<<<<

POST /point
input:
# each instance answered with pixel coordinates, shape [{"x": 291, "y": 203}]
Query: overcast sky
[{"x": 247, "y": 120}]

>>>>
<<<<

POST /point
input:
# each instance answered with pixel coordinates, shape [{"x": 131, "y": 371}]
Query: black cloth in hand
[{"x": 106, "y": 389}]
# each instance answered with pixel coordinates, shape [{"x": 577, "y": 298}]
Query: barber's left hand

>>>>
<<<<

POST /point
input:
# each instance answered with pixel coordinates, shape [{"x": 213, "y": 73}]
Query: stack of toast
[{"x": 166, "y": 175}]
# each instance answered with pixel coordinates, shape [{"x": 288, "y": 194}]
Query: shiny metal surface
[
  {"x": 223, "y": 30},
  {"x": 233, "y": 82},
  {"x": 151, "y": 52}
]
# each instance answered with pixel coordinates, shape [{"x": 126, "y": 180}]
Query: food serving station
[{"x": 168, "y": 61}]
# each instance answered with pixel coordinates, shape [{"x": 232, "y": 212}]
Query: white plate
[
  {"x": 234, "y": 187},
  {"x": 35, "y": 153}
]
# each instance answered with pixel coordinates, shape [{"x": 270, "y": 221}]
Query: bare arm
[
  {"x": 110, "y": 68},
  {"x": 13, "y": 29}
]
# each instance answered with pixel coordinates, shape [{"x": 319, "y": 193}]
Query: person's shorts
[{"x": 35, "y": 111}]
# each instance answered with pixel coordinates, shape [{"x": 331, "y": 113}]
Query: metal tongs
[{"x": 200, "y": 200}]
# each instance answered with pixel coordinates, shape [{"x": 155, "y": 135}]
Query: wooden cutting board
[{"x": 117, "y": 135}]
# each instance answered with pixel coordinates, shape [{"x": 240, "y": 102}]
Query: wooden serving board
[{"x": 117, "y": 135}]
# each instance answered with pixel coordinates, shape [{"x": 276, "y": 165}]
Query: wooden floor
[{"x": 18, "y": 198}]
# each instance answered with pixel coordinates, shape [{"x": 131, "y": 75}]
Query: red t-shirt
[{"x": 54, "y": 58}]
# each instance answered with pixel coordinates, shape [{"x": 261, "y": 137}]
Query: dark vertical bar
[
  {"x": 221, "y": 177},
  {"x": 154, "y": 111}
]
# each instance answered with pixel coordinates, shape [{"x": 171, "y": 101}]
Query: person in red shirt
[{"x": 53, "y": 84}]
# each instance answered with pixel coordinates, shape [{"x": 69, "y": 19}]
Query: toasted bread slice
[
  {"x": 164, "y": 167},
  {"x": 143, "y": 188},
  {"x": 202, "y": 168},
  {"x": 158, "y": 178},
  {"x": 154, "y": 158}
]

>>>>

▶ [EXERCISE OBJECTIVE]:
Please count the lines in the material above that contain the string "serving" and reply with that number alone.

▶ [FULL OUTPUT]:
2